▶ EXTRACT
-- -- --
In a work of media adapted from a real or fictional narrative, a composite character is a character based on more than one individual from the story.

Examples

Film
Several characters in the movie 21.
Buffalo Bill in the film The Silence of the Lambs (based on the Thomas Harris novel of same name is a composite based on the serial killers Jerry Brudos, Ed Gein, Ted Bundy, Gary M. Heidnik, Edmund Kemper, and Gary Ridgway.
The character Henry Hurt in the docudrama Apollo 13 is portrayed as a NASA public relations employee assigned to the wife of astronaut Jim Lovell, and who also is seen answering reporters' questions. This character is a composite of the NASA protocol officer Bob McMurrey assigned to act as a buffer between the Lovell family and the press, and several Office of Public Affairs employees whose job was to actually work with the press.
Commander Bolton in the 2017 film Dunkirk is a composite of several real life people, including Commander James Campbell Clouston and Captain Bill Tennant.
The characters in the 1963 film The Great Escape are based on real men, and in some cases are composites of several men. The character Virgil Hilts, the "Cooler King," was based on at least three pilots, David M. Jones, John Dortch Lewis, and William Ash.
In Bombshell, Margot Robbie's character Kayla Pospisil was based on a number of conservative women who spoke to the filmmakers about Ailes' harassment. "We’re not revealing the people we talk to. We’re trying to protect them," director Jay Roach said of the project's sources.

Television
1st Lt. (later CPT) Colleen McMurphy on the television series China Beach was a composite of several real-life Army nurses who served in Vietnam.
Marshall Matt Dillon on Gunsmoke is a composite of several Old West Kansas lawmen.
Ulana Khomyuk in Chernobyl is a composite character created to represent "the many scientists who worked fearlessly and put themselves in a lot of danger to help solve the situation."

Literature
The three Herods in the Gospel of Luke and the Acts of the Apostles (Herod the Great (Luke 1:5), Herod Antipas (Luke 3:1; 9:7-9; 13:31-33; 23:5-12), and Herod Agrippa I (Acts 12:1-23)) are three separate historical rulers, but are portrayed as a single character in Herod as a Composite Character in Luke-Acts, described "as an actualization of Satan’s desire to impede the spread of the good news though his ["Herod’s"] rejection of the gospel message and through political persecution".
-- -- --
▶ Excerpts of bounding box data

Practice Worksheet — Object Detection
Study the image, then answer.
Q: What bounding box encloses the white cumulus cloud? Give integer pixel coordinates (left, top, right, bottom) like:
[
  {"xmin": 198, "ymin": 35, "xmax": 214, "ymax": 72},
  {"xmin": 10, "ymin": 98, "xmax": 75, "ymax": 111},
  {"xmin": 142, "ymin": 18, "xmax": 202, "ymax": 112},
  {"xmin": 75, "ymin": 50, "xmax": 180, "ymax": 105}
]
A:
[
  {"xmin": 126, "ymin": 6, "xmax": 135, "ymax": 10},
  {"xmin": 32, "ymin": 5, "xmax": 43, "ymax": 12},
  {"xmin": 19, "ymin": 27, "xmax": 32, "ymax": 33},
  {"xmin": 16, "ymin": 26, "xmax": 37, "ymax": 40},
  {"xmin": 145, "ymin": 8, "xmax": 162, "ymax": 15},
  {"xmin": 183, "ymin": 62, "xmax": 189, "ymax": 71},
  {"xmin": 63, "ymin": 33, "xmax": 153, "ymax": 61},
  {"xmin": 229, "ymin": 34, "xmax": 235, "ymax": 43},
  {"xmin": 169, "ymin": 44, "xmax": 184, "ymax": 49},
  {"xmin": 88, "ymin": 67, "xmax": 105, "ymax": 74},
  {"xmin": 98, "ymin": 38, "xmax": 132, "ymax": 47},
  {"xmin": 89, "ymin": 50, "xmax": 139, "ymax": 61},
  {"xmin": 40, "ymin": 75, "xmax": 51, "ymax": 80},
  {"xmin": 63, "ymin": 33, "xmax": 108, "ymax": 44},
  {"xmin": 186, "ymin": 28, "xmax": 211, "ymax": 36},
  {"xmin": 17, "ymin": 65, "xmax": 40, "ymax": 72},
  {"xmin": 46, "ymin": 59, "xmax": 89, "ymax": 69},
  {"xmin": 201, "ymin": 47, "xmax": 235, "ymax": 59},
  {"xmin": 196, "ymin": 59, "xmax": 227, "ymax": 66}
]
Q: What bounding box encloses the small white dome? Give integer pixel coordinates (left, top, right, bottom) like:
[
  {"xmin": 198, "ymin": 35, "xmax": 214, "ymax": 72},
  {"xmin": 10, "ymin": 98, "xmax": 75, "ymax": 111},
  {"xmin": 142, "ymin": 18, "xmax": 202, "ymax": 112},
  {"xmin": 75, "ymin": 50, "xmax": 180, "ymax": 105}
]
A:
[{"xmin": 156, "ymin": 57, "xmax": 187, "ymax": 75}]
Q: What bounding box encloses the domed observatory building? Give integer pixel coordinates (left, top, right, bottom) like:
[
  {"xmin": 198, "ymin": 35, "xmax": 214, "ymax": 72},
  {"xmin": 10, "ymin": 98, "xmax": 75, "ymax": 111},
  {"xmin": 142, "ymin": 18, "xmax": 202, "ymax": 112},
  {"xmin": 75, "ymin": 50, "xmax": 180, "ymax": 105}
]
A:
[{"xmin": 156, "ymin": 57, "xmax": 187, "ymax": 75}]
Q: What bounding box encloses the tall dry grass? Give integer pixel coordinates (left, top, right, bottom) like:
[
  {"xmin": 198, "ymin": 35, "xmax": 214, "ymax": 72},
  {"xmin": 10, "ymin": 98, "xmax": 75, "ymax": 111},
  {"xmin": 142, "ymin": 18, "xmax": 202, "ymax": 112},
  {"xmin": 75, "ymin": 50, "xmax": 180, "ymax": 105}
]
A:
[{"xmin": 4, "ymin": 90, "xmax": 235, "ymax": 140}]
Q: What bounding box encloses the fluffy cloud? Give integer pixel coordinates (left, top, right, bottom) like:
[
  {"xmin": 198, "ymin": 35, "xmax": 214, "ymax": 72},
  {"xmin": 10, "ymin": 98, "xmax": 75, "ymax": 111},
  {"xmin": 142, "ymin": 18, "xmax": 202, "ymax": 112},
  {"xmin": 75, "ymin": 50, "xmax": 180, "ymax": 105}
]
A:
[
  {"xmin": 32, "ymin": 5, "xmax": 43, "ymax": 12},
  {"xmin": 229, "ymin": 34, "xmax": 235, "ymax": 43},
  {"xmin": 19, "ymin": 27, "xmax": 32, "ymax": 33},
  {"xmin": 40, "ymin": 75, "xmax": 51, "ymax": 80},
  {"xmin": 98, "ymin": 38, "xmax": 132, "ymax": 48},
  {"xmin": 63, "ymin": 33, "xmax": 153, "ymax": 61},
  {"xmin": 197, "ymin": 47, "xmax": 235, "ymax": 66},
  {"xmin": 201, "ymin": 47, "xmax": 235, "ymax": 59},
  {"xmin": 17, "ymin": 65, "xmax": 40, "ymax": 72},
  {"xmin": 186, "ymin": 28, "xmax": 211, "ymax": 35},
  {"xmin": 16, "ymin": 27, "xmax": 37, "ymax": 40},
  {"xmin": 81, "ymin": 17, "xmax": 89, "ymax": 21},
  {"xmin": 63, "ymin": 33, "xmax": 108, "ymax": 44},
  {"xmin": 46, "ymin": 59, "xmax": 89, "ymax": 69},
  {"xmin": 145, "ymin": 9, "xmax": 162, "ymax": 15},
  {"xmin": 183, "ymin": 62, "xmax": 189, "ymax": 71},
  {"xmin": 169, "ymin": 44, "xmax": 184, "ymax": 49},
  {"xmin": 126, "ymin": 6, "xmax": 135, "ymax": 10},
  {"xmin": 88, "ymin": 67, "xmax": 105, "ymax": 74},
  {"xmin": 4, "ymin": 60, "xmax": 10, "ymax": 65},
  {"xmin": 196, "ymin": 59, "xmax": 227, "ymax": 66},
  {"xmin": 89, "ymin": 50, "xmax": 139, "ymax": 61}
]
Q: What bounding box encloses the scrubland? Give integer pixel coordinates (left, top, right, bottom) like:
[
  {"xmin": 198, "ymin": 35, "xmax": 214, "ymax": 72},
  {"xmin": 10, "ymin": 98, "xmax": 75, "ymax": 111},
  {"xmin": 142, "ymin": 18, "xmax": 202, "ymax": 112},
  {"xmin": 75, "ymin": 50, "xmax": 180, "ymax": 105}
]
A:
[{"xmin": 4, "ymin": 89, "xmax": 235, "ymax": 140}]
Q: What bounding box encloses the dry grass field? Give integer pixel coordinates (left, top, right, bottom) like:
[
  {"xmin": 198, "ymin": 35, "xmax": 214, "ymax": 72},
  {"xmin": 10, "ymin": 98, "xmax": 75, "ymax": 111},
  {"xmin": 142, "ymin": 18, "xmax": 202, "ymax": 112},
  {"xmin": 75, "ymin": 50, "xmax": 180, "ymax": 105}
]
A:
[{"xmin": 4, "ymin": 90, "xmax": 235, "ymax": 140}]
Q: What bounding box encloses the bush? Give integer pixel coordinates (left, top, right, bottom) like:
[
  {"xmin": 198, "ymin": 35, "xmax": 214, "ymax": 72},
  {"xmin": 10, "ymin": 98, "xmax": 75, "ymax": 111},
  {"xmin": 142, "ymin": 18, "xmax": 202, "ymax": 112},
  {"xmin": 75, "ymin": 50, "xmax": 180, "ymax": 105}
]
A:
-- -- --
▶ TO BE DONE
1) In the article on composite characters, which two real people are named as part of the basis for Commander Bolton in the 2017 film Dunkirk?
2) Transcribe the article on composite characters word for word from "In Bombshell, Margot" to "the project's sources.".

▶ ANSWER SET
1) Commander James Campbell Clouston and Captain Bill Tennant.

2)
In Bombshell, Margot Robbie's character Kayla Pospisil was based on a number of conservative women who spoke to the filmmakers about Ailes' harassment. "We’re not revealing the people we talk to. We’re trying to protect them," director Jay Roach said of the project's sources.